● Problem to solve: Pull out every line in the entries below that contains the string "balcony". Case counts.

● Provided entries:
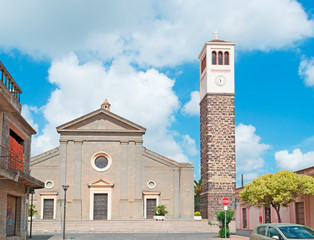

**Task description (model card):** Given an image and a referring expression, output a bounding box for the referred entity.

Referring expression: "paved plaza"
[32,233,248,240]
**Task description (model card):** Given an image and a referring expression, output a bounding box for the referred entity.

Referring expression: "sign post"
[222,198,230,238]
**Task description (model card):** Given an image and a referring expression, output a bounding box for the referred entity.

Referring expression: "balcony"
[0,145,44,189]
[0,61,22,113]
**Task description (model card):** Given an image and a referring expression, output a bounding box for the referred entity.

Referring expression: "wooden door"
[94,193,108,220]
[6,196,16,236]
[43,199,54,219]
[295,202,305,225]
[146,199,157,219]
[242,208,247,228]
[265,206,271,223]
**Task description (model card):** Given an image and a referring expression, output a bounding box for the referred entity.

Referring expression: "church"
[31,100,194,220]
[31,36,236,220]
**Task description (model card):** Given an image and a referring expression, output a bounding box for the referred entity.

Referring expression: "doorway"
[94,193,108,220]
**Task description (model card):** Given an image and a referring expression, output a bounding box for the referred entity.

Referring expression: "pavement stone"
[32,233,249,240]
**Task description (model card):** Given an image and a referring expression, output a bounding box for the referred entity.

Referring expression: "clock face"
[216,76,226,86]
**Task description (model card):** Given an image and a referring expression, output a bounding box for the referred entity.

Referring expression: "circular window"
[147,181,156,189]
[45,180,54,188]
[91,152,111,172]
[95,156,108,169]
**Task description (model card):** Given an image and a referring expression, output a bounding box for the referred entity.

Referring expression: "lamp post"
[62,184,69,239]
[29,188,35,238]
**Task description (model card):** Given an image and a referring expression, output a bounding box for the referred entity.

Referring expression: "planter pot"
[154,216,166,221]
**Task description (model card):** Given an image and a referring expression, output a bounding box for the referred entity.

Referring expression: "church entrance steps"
[28,220,227,234]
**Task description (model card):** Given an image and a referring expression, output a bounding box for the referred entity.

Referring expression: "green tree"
[240,171,314,222]
[215,209,234,238]
[194,179,202,212]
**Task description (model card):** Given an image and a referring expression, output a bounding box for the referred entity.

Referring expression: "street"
[31,233,217,240]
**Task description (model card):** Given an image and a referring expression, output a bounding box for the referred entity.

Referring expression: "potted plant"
[154,205,168,221]
[194,211,202,221]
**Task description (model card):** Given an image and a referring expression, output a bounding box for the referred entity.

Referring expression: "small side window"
[256,226,266,236]
[267,227,283,240]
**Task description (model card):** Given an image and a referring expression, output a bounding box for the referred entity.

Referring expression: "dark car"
[250,223,314,240]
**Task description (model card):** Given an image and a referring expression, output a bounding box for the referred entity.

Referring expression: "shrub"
[155,205,168,216]
[194,211,201,216]
[215,209,234,238]
[219,227,230,238]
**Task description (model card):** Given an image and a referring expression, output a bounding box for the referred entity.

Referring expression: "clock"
[215,76,226,86]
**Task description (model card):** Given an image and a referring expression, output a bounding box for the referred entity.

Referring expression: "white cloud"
[236,124,271,172]
[33,54,195,162]
[0,0,314,66]
[181,135,198,156]
[299,58,314,87]
[275,148,314,171]
[21,105,40,132]
[182,91,200,115]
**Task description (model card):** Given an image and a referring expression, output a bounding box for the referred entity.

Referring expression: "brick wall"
[200,94,236,220]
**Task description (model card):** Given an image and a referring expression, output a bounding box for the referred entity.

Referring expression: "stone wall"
[200,94,236,220]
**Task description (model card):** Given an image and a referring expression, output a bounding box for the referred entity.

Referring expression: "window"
[95,156,108,169]
[212,51,217,65]
[45,180,54,188]
[91,152,112,172]
[218,52,222,65]
[256,226,266,236]
[147,181,156,189]
[224,52,229,65]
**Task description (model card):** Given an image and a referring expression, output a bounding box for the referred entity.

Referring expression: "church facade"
[31,101,194,220]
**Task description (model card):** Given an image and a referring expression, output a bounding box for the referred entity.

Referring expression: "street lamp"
[29,188,35,238]
[62,184,69,239]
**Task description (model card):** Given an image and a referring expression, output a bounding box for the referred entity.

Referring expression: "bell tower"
[199,33,236,220]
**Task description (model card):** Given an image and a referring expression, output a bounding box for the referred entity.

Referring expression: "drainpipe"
[24,187,29,240]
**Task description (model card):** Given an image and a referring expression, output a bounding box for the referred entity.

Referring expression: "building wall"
[32,130,194,220]
[200,94,235,220]
[0,180,27,239]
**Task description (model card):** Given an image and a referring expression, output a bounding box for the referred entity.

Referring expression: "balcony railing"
[0,61,22,102]
[0,145,29,173]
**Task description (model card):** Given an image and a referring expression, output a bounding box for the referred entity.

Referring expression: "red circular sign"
[222,198,230,206]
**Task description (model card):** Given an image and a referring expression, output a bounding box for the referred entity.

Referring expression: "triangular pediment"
[88,177,114,187]
[57,108,146,133]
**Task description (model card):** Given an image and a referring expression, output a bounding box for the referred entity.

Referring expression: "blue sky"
[0,0,314,186]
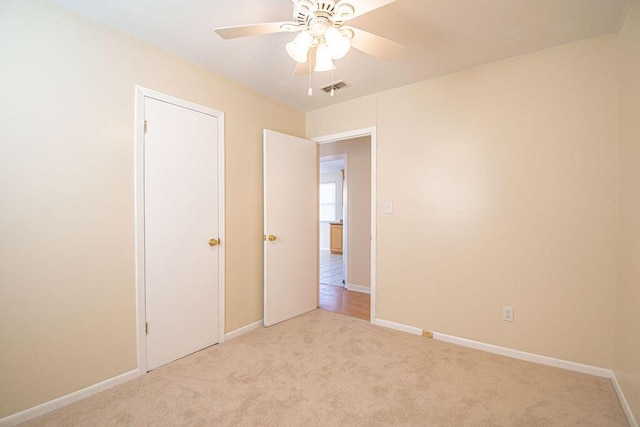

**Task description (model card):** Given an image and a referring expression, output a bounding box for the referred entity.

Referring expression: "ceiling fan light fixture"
[313,43,335,72]
[324,27,351,60]
[285,31,313,64]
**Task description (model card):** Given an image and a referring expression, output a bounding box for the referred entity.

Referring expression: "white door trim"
[312,153,349,289]
[311,126,377,322]
[134,86,226,374]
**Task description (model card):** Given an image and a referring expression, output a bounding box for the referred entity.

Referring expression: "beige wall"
[320,136,371,287]
[307,36,618,367]
[614,0,640,421]
[0,0,305,418]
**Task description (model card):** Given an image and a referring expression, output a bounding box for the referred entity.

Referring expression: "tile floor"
[320,250,344,287]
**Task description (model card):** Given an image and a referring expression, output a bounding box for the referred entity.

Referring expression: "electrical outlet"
[502,305,513,322]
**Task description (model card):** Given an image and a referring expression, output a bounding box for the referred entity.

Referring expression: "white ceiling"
[53,0,627,111]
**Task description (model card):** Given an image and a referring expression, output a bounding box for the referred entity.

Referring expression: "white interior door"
[144,97,220,370]
[264,130,319,326]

● Written answer:
Referring expression: "balcony"
Referring expression: "balcony railing"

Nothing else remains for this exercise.